Dans les deux contextes, l'intensité et/ou la persistance des facteurs inducteurs, souvent secondaires à des lésions tissulaires, peuvent être à l'origine d'une douleur justifiant un recours thérapeutique. Passant de la physiologie à la physiopathologie, des mécanismes variés viennent, via la neuroplasticité, modifier le fonctionnement des cellules (neurones et cellules gliales) du système nerveux et engendrer des réponses et une mobilisation accrue des systèmes pronociceptifs ou une réduction de l'activité des systèmes inhibiteurs. Ces changements sont à l'origine de douleurs soit aiguës soit chroniques si des modifications spécifiques et pérennes se produisent.

Le contexte One Health One Pain peut également se décliner au stade diagnostique, spécifiquement pour la douleur chronique, où non seulement l'identification de la nature du trouble est nécessaire (douleur nociceptive, neuropathique ou nociplastique) mais également sa fine caractérisation sémiologique. En effet, la triade diagnostique classique apparaît insuffisante dans les deux contextes homme/animal. Des mécanismes différents peuvent être impliqués dans un cadre diagnostique identique. Il est donc essentiel de finement caractériser les patients douloureux chroniques, intégrant le caractère pluridimensionnel et individuel des douleurs. Cette démarche qui peut aujourd'hui bénéficier d'outils numériques et d'un suivi en vie réelle, est de nature à permettre à terme une meilleure personnalisation des traitements assurant une meilleure efficacité. Elle doit, au-delà de la seule évaluation de la douleur stricto sensu, intégrer l'évaluation de ses composantes comportementales (patient et son entourage), cognitives ou sociales et de ses co morbidités. 

Ainsi, que ce soit chez l'homme ou l'animal, l'état global du patient sera appréhendé (PRO : patient report outcomes pour l'homme, CSOM : Client Specific Outcome Measures pour l'animal) et constituera, avec l'impact sur son environnement, un élément clé dans l'évaluation du trouble douloureux et de ses conséquences. Cette nécessaire évaluation sous-entend une individualisation de l'approche d'autant plus vraie, sans doute en médecine vétérinaire, que la variété des espèces à traiter est particulièrement large et source de spécificités. Une telle démarche aura un impact très positif sur la prise en charge des patients. En médecine humaine, la thérapeutique n'en est, hélas, pas là aujourd'hui. La prise en charge pharmacologique n'est pas optimale à la fois du fait d'une balance bénéfice/risque insatisfaisante et d'une innovation trop limitée. 

Ainsi, les thérapeutiques médicamenteuses actuelles sont, en particulier pour les douleurs chroniques, soit d'efficacité limitée, soit mal tolérées, soit inefficaces. Même si des innovations apparaissent, par exemple pour les douleurs de l'arthrose, des progrès sont nécessaires et attendus. En médecine vétérinaire, les prometteuses biothérapies dont les anticorps monoclonaux sont susceptibles d'améliorer cette balance bénéfice/risque et donc d'apporter des réponses au défi de la prise en charge des douleurs arthrosiques chroniques.
==*==
Objectif de l'exercice
Recopiez mot pour mot le passage de l'extrait sur la douleur qui commence par « Ainsi, que ce » et se poursuit jusqu'à « innovation trop limitée. ». Ces enregistrements proviennent d'une source différente de celle de l'extrait sur la douleur.

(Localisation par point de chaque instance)
==*==
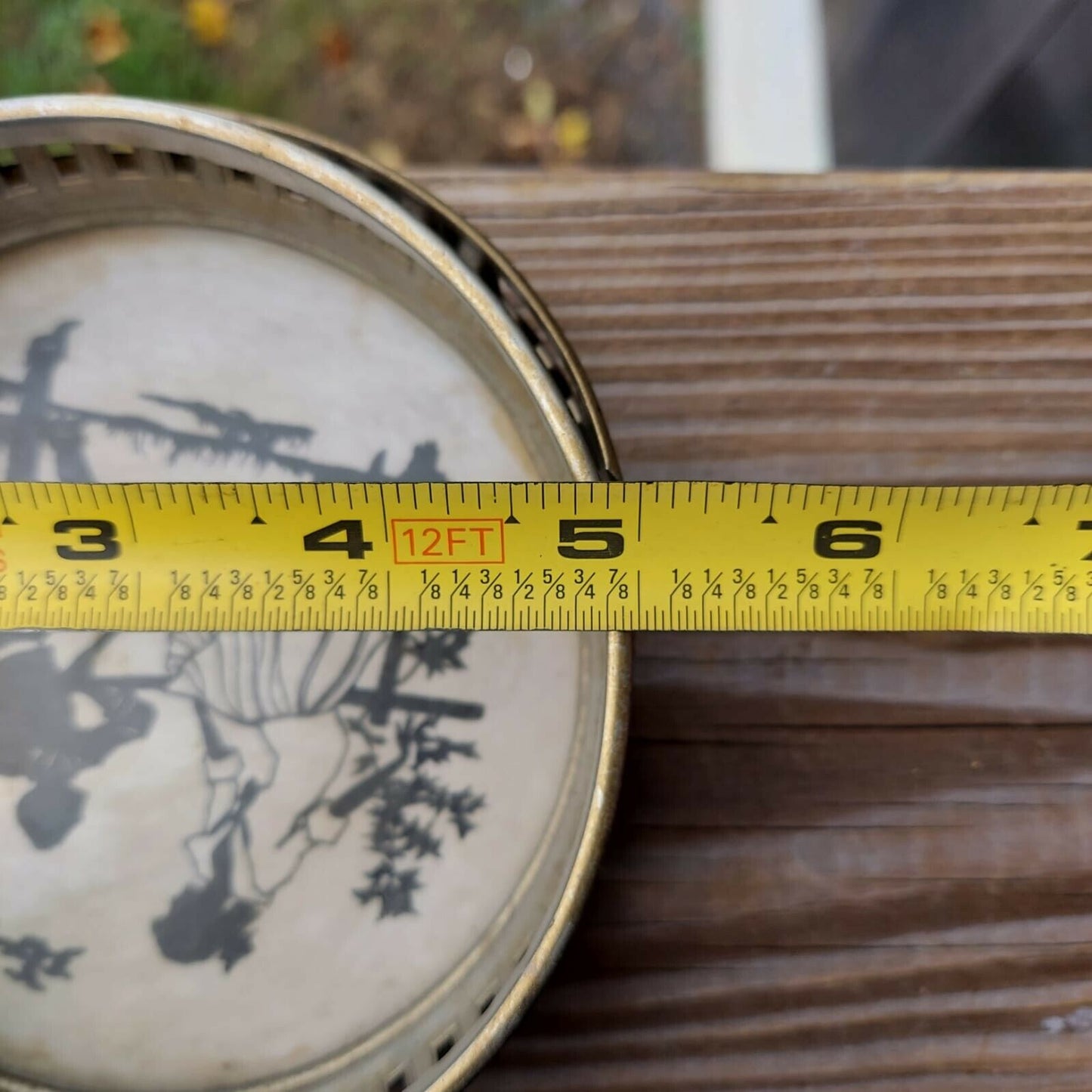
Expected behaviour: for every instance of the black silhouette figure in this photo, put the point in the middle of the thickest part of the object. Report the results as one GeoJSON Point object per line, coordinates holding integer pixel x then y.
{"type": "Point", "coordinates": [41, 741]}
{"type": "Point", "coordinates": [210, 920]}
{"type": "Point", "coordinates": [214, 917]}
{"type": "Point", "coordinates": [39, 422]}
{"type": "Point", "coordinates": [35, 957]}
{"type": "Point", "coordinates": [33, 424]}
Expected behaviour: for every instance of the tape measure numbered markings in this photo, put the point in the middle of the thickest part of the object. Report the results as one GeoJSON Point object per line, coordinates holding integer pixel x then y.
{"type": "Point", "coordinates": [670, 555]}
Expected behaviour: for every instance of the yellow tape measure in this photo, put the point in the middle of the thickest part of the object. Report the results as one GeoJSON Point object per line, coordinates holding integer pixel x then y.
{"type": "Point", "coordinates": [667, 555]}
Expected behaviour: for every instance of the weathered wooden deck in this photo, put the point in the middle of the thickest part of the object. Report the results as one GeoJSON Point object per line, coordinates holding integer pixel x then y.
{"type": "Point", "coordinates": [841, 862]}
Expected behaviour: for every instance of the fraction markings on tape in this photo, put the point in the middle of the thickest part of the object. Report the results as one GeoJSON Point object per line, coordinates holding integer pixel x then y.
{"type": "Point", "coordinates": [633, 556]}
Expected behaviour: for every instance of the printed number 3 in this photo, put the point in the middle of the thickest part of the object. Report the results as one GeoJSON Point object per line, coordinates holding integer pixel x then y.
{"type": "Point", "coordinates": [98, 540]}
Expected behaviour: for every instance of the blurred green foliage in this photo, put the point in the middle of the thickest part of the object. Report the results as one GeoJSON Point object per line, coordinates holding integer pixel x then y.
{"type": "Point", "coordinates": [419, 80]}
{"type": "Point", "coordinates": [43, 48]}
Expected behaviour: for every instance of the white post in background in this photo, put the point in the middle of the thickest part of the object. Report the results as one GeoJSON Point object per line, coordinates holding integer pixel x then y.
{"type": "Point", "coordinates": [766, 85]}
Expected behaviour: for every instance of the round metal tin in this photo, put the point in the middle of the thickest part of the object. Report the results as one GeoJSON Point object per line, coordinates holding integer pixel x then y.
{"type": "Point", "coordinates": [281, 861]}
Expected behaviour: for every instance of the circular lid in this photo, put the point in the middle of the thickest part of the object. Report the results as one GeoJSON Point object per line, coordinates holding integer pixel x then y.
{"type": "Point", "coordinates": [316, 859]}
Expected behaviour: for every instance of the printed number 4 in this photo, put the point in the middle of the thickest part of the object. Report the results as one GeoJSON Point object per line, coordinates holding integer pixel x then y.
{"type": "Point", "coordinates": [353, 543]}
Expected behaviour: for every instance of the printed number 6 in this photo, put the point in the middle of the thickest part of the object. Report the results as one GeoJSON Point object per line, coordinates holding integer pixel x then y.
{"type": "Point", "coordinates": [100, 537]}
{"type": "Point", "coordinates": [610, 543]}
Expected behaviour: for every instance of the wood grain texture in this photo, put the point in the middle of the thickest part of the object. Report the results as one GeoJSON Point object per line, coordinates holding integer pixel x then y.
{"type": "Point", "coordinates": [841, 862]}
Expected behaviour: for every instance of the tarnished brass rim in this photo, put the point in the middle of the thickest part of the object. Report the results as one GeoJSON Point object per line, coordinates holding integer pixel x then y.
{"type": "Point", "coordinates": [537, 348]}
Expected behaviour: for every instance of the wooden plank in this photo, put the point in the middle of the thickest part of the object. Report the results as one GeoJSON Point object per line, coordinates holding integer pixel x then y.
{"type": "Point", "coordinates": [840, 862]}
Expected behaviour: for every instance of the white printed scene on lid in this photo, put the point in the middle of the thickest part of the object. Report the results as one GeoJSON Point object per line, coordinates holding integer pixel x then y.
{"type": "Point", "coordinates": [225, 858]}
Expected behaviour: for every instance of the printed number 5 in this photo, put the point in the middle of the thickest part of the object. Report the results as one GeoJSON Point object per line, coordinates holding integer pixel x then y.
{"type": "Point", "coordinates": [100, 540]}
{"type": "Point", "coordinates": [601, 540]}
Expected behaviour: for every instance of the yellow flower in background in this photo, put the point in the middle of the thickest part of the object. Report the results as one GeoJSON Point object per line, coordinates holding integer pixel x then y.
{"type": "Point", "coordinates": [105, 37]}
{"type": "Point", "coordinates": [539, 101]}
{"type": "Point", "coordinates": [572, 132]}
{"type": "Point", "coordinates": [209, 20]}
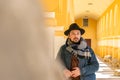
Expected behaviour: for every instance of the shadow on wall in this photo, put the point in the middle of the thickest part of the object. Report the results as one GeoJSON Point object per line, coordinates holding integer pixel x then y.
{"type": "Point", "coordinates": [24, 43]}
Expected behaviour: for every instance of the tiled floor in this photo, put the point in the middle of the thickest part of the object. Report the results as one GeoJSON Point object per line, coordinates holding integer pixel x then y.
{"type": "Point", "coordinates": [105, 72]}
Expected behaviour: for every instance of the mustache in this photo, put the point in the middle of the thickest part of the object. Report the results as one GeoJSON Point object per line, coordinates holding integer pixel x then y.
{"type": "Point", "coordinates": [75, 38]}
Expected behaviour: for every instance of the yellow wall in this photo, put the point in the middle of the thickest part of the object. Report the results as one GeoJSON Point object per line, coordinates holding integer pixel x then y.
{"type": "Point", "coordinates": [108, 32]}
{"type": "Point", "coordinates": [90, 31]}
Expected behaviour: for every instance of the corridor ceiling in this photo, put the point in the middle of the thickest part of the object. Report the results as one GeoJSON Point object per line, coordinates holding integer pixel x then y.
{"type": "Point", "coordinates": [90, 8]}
==*==
Votre réponse
Ainsi, que ce soit chez l'homme ou l'animal, l'état global du patient sera appréhendé (PRO : patient report outcomes pour l'homme, CSOM : Client Specific Outcome Measures pour l'animal) et constituera, avec l'impact sur son environnement, un élément clé dans l'évaluation du trouble douloureux et de ses conséquences. Cette nécessaire évaluation sous-entend une individualisation de l'approche d'autant plus vraie, sans doute en médecine vétérinaire, que la variété des espèces à traiter est particulièrement large et source de spécificités. Une telle démarche aura un impact très positif sur la prise en charge des patients. En médecine humaine, la thérapeutique n'en est, hélas, pas là aujourd'hui. La prise en charge pharmacologique n'est pas optimale à la fois du fait d'une balance bénéfice/risque insatisfaisante et d'une innovation trop limitée.